───── Extract provided ─────

A baby elephant, brought to New York’s Coney Island amusement park in 1902, under the guise of wholesome family-friendly entertainment, would become a tragic and shameful symbol of man’s unfathomable cruelty towards animals. It would also, oddly enough, spawn a legend involving Thomas Edison and Nikola Tesla.
Topsy was a female elephant born in Southeast Asia and brought to the U.S. soon thereafter (illegally, it turns out) to join a group of performing pachyderms at the Forepaugh Circus. During the 25 years she was there, Topsy gained a reputation as being dangerous.
After killing a spectator in 1902, she was sold to Coney Island. While there, Topsy was involved in several incidents and again deemed unmanageable. More than likely, though, her behavior was the result of cruel treatment at the hands of her handler, who used a pitchfork to keep the animal in line.
A plan to hang the out-of-control Topsy was hatched by the park’s publicity-mad owners, Thompson & Dundy, who decided to charge admission to the event. In stepped the SPCA, who claimed this method of execution was unnecessarily cruel.
The owners agreed to switch to a more “sure” method of execution: a mix of poison, strangulation, and electrocution. On a frigid January day, Topsy was fed carrots laced with potassium cyanide, a rope was placed around her neck, and her feet were fitted with electrodes. The switch was hit and 6,000 volts were sent coursing through her massive body. It took just ten seconds before she fell over and died.
Some believe that Topsy’s electrocution may have been set in motion because of an intense rivalry between inventors Thomas Edison and Nikola Tesla. In the late 1880s, electricity was still in its infancy, with gas lamps being the predominant source of light.

─────

## Problem A
In the article about Topsy, what did her handler at Coney Island use to keep her in line?
The entries that come next have no connection to the article about Topsy.

───── Listed entries ─────

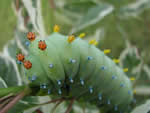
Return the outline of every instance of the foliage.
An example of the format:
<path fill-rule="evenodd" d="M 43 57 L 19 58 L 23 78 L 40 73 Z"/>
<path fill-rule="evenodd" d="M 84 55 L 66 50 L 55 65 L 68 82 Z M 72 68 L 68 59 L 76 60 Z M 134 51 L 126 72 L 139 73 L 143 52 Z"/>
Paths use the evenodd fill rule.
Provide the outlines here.
<path fill-rule="evenodd" d="M 100 49 L 110 48 L 113 52 L 109 57 L 120 58 L 119 65 L 123 68 L 128 67 L 127 75 L 135 78 L 133 87 L 136 89 L 136 104 L 145 103 L 150 97 L 149 2 L 149 0 L 56 0 L 52 3 L 49 0 L 22 0 L 19 7 L 15 7 L 17 0 L 14 0 L 12 4 L 15 13 L 13 13 L 10 1 L 1 1 L 1 5 L 9 4 L 11 9 L 5 10 L 6 15 L 1 10 L 1 15 L 4 15 L 1 16 L 3 17 L 1 37 L 10 39 L 14 32 L 12 28 L 15 28 L 16 23 L 17 25 L 14 39 L 7 43 L 0 54 L 0 88 L 20 86 L 27 82 L 23 68 L 18 67 L 16 62 L 16 52 L 28 54 L 25 44 L 26 32 L 34 31 L 37 36 L 46 36 L 52 33 L 54 24 L 59 24 L 64 34 L 68 35 L 68 31 L 69 34 L 76 35 L 85 32 L 87 40 L 92 37 L 99 41 Z M 1 40 L 1 45 L 3 43 Z M 36 109 L 47 113 L 54 108 L 54 104 L 34 108 L 32 105 L 50 99 L 51 97 L 24 98 L 9 113 L 31 113 Z M 65 112 L 67 105 L 68 103 L 62 103 L 56 112 Z M 76 103 L 72 113 L 99 112 L 93 106 L 86 106 L 88 107 Z M 144 106 L 141 108 L 145 109 L 142 113 L 149 110 Z"/>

─────

## Problem B
Express the entries, from their first line through the line with "Provide the outlines here.", as a JSON list of strings with one string per line, skipping blank lines and leaving out the pictures.

## Exercise answer A
A pitchfork.

## Exercise answer B
[
  "Return the outline of every instance of the foliage.",
  "An example of the format:",
  "<path fill-rule=\"evenodd\" d=\"M 43 57 L 19 58 L 23 78 L 40 73 Z\"/>",
  "<path fill-rule=\"evenodd\" d=\"M 84 55 L 66 50 L 55 65 L 68 82 Z M 72 68 L 68 59 L 76 60 Z M 134 51 L 126 72 L 139 73 L 143 52 Z\"/>",
  "Paths use the evenodd fill rule.",
  "Provide the outlines here."
]